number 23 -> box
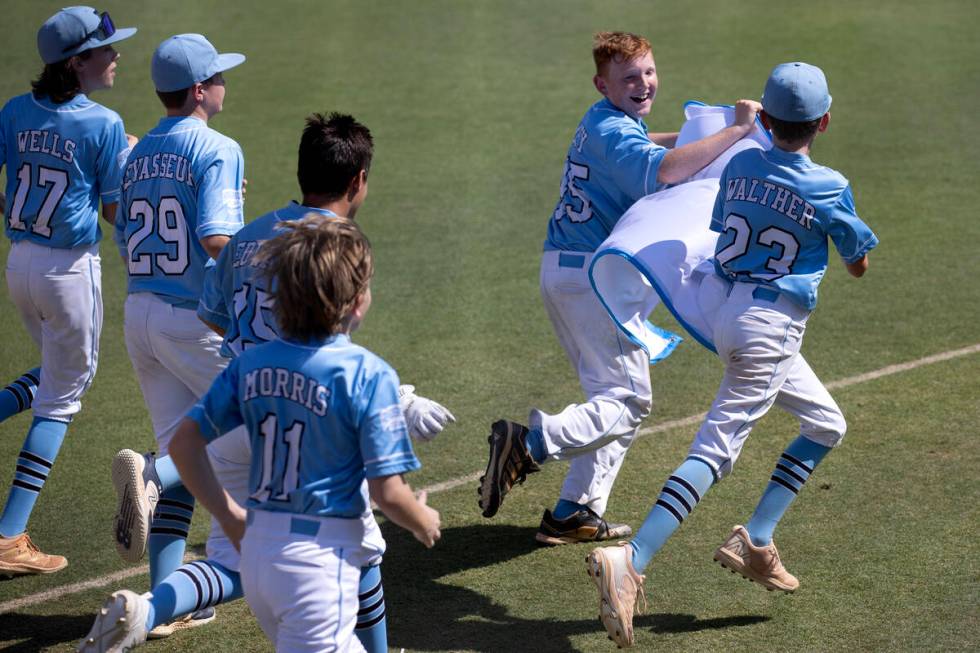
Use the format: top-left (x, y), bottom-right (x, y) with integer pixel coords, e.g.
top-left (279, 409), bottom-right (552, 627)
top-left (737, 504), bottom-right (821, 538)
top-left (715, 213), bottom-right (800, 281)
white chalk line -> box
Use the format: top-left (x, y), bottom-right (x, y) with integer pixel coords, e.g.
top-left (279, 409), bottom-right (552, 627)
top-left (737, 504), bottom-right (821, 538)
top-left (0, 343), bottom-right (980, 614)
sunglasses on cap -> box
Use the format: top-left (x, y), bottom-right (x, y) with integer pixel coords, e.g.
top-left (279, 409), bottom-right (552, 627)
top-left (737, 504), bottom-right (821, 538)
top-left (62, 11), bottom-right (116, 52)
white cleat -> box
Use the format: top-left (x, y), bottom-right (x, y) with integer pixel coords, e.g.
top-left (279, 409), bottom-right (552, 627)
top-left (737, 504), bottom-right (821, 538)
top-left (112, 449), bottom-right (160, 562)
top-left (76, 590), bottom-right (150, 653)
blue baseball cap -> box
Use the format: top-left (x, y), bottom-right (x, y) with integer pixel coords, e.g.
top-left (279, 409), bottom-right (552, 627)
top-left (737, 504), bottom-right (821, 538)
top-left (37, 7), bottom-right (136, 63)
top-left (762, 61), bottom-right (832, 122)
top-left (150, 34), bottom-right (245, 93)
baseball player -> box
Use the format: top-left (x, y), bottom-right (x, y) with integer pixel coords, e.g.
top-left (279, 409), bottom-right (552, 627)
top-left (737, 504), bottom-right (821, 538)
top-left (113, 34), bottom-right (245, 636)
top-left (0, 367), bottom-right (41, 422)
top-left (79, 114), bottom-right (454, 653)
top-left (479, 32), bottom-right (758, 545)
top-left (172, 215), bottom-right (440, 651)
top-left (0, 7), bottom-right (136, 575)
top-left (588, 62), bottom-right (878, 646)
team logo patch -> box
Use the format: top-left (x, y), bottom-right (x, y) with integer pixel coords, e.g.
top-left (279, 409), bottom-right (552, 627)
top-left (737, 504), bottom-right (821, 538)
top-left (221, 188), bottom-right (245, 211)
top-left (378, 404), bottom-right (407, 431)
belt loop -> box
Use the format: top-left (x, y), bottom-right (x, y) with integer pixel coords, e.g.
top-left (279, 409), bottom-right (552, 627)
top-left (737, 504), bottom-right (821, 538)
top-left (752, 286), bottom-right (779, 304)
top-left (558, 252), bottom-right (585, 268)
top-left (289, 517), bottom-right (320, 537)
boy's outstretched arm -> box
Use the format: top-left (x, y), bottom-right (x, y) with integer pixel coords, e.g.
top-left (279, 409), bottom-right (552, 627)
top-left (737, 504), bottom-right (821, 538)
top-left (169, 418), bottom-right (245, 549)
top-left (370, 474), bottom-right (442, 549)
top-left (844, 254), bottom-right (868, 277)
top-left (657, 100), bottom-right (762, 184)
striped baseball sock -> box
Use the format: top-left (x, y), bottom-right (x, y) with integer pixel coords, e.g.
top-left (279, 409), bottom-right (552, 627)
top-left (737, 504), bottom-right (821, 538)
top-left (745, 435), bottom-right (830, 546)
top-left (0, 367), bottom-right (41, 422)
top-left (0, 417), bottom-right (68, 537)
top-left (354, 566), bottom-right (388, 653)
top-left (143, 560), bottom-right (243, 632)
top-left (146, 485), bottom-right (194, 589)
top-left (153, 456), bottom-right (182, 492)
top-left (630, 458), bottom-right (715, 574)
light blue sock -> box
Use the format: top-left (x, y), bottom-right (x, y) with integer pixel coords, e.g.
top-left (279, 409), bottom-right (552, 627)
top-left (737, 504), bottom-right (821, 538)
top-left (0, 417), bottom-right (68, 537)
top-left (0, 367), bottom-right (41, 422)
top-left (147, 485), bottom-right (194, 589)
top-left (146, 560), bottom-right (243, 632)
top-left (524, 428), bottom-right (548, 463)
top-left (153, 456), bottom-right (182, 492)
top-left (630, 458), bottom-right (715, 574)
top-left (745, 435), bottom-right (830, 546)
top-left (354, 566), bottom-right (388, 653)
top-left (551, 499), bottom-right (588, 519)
_ _ _
◆ What to do: Copy out the lines from the one holding "baseball player -> box" to the one holding "top-left (289, 517), bottom-right (320, 537)", inclusive, keeping every character as it appears.

◆ Response to the exercise:
baseball player -> box
Use the format: top-left (x, y), bottom-right (x, y) with integer pixel coords, e.g.
top-left (279, 409), bottom-right (552, 627)
top-left (737, 504), bottom-right (821, 538)
top-left (113, 34), bottom-right (245, 636)
top-left (0, 367), bottom-right (41, 422)
top-left (79, 114), bottom-right (454, 653)
top-left (479, 32), bottom-right (758, 545)
top-left (172, 215), bottom-right (440, 651)
top-left (0, 7), bottom-right (136, 575)
top-left (588, 62), bottom-right (878, 646)
team logo patch -> box
Use the format: top-left (x, y), bottom-right (x, y) with integer pixel coords, e.g.
top-left (279, 409), bottom-right (552, 627)
top-left (737, 504), bottom-right (821, 538)
top-left (221, 188), bottom-right (245, 211)
top-left (378, 404), bottom-right (407, 431)
belt loop -> box
Use the format: top-left (x, y), bottom-right (x, y) with integer pixel coords, e.g.
top-left (279, 409), bottom-right (552, 627)
top-left (737, 504), bottom-right (821, 538)
top-left (752, 286), bottom-right (779, 304)
top-left (558, 252), bottom-right (585, 268)
top-left (289, 517), bottom-right (320, 537)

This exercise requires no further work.